What to work on:
Retype, word for word, only the lines from the one containing "Labeling rule: each instance of the dark water" through the last line of the listing below. Pictures do not belong in the result.
[Data]
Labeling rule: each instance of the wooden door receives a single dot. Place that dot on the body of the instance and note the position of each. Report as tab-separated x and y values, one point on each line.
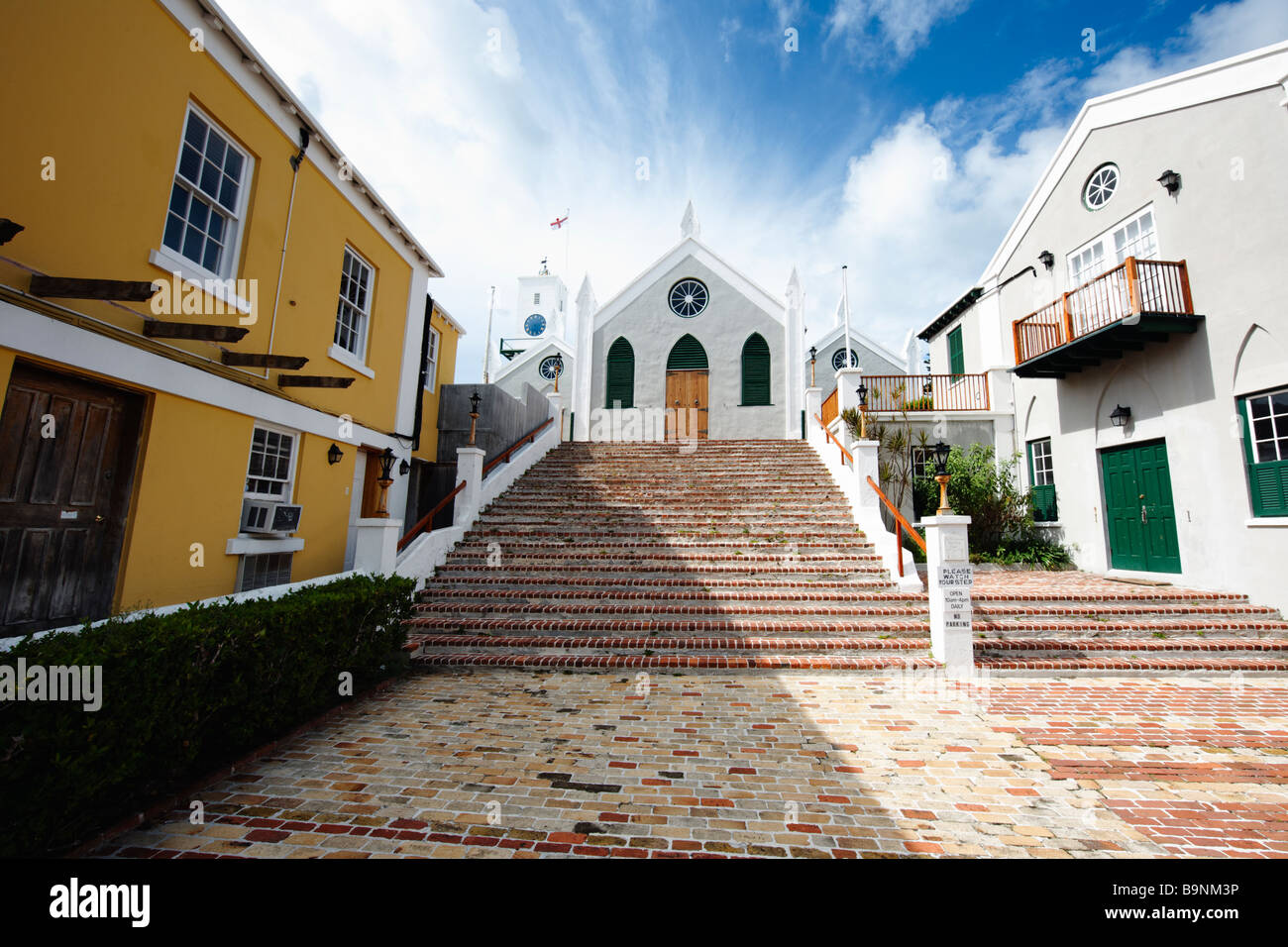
67	453
1138	508
687	405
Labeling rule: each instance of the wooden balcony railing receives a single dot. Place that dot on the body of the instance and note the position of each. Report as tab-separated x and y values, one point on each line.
828	410
892	393
1129	289
901	526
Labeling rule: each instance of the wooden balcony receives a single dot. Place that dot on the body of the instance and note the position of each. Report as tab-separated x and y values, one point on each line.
1120	311
896	393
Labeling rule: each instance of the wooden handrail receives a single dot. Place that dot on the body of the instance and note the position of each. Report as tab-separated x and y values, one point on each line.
429	517
829	440
901	525
505	455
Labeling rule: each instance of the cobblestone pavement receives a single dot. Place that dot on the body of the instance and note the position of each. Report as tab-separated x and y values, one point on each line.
513	763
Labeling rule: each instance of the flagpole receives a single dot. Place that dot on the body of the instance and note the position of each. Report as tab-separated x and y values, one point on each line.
487	343
845	296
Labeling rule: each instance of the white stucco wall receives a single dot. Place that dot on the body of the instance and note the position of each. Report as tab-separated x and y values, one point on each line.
1232	234
729	318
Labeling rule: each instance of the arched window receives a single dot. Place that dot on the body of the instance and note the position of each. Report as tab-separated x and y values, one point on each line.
687	355
755	371
621	373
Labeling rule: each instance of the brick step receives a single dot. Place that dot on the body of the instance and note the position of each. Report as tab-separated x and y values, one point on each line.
480	600
666	569
1099	665
752	663
589	643
634	536
845	625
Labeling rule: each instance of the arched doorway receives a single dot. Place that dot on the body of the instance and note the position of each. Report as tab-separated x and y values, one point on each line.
687	410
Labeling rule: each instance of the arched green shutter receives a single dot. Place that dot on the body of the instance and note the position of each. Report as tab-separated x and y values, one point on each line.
621	373
755	371
687	355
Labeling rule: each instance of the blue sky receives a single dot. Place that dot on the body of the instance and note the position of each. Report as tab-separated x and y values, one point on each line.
901	137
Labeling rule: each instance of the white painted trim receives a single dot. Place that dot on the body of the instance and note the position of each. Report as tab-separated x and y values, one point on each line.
198	275
529	355
232	252
233	53
348	360
246	545
690	247
80	350
269	591
1261	68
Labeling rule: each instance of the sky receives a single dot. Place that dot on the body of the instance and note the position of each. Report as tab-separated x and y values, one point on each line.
898	137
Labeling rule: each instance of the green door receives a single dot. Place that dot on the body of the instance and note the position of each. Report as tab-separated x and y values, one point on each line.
1138	508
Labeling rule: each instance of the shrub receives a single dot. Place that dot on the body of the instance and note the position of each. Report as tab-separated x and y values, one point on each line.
183	693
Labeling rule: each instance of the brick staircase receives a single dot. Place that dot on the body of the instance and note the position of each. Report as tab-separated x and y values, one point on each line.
742	554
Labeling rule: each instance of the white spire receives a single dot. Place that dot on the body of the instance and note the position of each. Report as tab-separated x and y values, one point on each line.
690	226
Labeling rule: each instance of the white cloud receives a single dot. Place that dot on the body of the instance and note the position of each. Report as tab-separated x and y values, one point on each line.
902	25
1210	35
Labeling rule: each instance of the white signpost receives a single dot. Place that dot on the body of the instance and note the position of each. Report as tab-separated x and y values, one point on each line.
949	577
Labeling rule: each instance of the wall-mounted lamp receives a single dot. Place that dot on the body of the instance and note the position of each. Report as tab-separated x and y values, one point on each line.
943	476
475	414
9	230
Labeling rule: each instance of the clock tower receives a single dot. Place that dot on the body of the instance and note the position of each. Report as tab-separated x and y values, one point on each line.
540	312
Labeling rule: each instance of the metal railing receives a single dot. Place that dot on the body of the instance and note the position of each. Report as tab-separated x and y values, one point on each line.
1129	289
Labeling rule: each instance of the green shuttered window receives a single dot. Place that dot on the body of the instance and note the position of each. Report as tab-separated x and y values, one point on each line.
1042	476
755	371
956	360
621	375
687	355
1265	442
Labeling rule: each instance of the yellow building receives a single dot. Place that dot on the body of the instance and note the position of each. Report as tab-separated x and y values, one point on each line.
210	325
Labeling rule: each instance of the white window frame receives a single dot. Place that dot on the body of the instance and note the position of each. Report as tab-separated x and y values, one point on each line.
174	261
1046	470
432	359
339	352
1109	256
288	493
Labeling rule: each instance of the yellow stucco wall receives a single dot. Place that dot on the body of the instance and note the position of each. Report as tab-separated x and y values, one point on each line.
111	118
449	341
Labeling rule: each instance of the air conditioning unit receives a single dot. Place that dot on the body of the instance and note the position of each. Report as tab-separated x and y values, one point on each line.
266	515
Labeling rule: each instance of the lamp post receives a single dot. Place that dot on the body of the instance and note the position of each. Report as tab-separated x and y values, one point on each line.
384	482
863	410
941	478
475	414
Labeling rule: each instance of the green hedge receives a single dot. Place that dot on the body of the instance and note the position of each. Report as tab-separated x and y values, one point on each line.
183	693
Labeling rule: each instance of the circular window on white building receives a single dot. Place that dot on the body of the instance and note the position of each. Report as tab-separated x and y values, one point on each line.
688	298
1100	187
552	368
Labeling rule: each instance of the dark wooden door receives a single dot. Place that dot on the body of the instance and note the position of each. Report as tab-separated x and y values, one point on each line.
67	451
687	399
1138	508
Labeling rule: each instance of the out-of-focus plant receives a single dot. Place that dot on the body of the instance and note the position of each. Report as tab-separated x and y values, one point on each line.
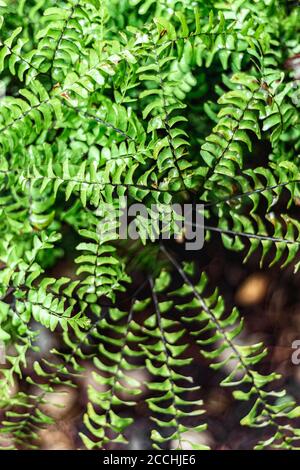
162	102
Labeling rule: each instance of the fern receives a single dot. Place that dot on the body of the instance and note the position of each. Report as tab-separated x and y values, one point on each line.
157	103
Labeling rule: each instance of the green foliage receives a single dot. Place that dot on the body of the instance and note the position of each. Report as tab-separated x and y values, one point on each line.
161	102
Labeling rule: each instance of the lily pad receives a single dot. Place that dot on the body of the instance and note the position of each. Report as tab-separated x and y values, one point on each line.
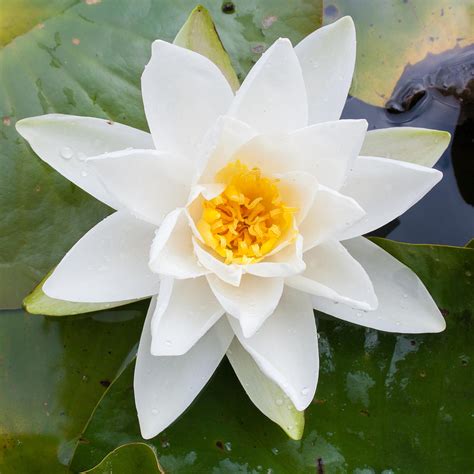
128	459
86	58
383	401
53	372
398	33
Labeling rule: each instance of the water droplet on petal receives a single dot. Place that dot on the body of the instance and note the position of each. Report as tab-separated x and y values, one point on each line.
66	153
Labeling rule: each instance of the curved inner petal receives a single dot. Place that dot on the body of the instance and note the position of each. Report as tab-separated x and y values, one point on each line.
248	219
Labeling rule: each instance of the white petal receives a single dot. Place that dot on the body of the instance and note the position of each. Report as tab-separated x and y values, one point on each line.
298	189
327	59
273	97
110	263
188	311
230	274
252	302
404	303
150	184
420	146
183	93
288	261
330	215
317	150
332	272
165	386
172	250
286	347
65	141
328	150
220	145
385	189
266	395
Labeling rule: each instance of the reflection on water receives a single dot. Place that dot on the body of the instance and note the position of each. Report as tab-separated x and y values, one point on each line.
446	214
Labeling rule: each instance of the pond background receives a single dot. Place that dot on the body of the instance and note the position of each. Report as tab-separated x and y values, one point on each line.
385	403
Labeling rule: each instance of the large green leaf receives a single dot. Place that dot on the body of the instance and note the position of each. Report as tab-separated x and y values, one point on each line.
53	372
129	459
86	59
385	402
396	33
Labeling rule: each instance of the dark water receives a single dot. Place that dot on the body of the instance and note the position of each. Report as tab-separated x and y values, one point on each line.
446	214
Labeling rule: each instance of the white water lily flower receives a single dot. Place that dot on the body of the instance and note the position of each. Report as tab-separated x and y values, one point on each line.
241	213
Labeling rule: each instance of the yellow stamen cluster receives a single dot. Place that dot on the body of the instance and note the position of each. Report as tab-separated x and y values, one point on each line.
246	221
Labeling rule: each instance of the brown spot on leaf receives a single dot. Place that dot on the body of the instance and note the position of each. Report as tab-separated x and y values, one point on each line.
268	21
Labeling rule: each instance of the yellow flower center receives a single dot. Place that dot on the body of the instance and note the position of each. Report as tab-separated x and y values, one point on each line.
248	219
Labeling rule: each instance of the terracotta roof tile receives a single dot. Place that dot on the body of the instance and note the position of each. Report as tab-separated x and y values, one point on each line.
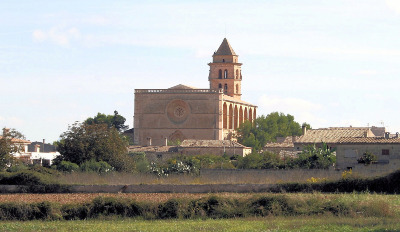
370	140
333	134
225	49
210	143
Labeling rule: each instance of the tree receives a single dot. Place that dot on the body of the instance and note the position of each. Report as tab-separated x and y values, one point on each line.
83	142
266	128
313	157
367	158
117	121
9	145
[/Data]
Result:
Labeling rule: each instance of the dark water receives a single dot. Place that dot on the body of the instance and note the position of each. Report as tab-separated x and y values, one point on each line.
446	214
Labeling rule: each instance of the white water lily flower receives a single dot. Place that dot on the body of the instance and note the position of each. Report as tab-separated x and y values, one point on each line.
241	213
Labeling rule: each instance of the yellow stamen cluster receives a single dot. Place that dot on the body of the instance and note the position of each. Report as tab-separated x and y values, one point on each line.
246	221
Labeling rule: each instance of the brown spot on leaf receives a single dot. Place that dot on the body of the instance and note the position of each. Report as tab-separated x and y values, one point on each line.
268	21
Labeling rule: each instance of the yellow flower center receives a single dot. Place that dot on the body of the instance and note the position of each. Report as tab-separated x and y values, one point on each line.
248	219
Labeling rule: each instance of the terracotta roof tile receives a single dot. Place that dot on the body of the instance and note the position of each. Report as tab-separated x and y values, one point on each line.
370	140
333	134
225	49
210	143
Labeling rule: each instance of the tree receives a single dot. Place that dot on the body of the instance and note the position of each. Report as tab-separated x and y values, one point on each line.
83	142
266	128
313	157
367	158
117	121
9	145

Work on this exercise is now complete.